• [ACTIVITY]:
Your task is to find every line in the records that holds the string "beach" and copy it.

• [Region pointing data]:

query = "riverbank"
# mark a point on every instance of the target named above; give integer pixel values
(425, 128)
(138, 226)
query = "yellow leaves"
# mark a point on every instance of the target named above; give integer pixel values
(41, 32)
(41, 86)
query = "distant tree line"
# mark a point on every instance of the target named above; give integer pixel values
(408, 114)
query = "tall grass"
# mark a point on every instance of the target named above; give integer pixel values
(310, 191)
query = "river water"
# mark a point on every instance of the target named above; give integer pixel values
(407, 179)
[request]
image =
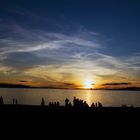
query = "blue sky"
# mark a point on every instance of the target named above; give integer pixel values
(63, 42)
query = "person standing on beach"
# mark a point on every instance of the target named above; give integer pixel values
(13, 101)
(42, 102)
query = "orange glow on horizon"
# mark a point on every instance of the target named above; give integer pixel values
(89, 83)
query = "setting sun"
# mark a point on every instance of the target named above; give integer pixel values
(88, 83)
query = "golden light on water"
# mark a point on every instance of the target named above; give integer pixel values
(89, 83)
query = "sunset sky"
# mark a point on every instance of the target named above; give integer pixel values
(70, 43)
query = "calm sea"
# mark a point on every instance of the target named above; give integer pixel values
(106, 97)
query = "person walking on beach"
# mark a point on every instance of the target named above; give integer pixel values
(16, 101)
(13, 101)
(42, 102)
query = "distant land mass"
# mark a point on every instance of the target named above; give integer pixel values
(8, 85)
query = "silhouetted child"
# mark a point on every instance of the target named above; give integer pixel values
(66, 102)
(16, 101)
(42, 102)
(13, 101)
(1, 100)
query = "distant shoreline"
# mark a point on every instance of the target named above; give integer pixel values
(3, 85)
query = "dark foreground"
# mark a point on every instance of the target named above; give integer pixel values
(53, 121)
(64, 117)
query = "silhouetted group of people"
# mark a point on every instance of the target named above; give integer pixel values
(15, 101)
(77, 103)
(97, 104)
(54, 104)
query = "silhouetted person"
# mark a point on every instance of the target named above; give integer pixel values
(16, 101)
(42, 102)
(92, 105)
(58, 104)
(13, 101)
(1, 100)
(96, 105)
(66, 102)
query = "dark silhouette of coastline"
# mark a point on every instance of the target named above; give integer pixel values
(7, 85)
(73, 115)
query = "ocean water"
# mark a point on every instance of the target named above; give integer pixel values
(106, 97)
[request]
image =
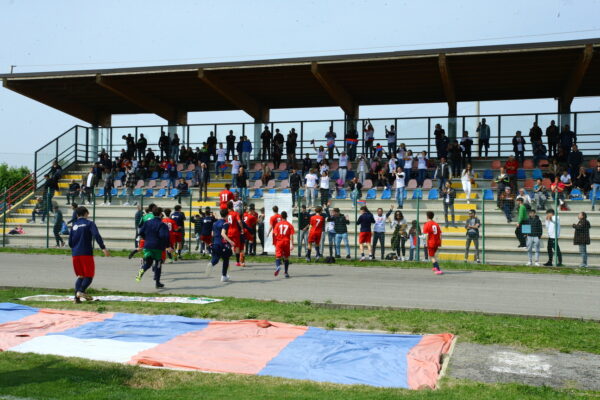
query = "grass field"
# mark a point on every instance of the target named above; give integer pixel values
(447, 265)
(38, 376)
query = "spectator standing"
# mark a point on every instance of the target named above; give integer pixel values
(581, 237)
(553, 230)
(230, 140)
(552, 135)
(483, 131)
(534, 235)
(472, 225)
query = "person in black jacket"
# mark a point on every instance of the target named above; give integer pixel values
(582, 237)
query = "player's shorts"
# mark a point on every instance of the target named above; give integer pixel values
(282, 249)
(206, 239)
(432, 250)
(315, 237)
(84, 266)
(364, 237)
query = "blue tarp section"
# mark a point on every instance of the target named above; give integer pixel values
(137, 328)
(345, 357)
(13, 312)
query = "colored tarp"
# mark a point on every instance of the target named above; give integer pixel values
(247, 347)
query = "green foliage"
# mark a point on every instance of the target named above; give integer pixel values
(11, 175)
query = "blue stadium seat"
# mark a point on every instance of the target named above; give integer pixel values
(257, 194)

• [WRITTEN SOLUTION]:
query = "person standing on beach"
query = "person walking on beach"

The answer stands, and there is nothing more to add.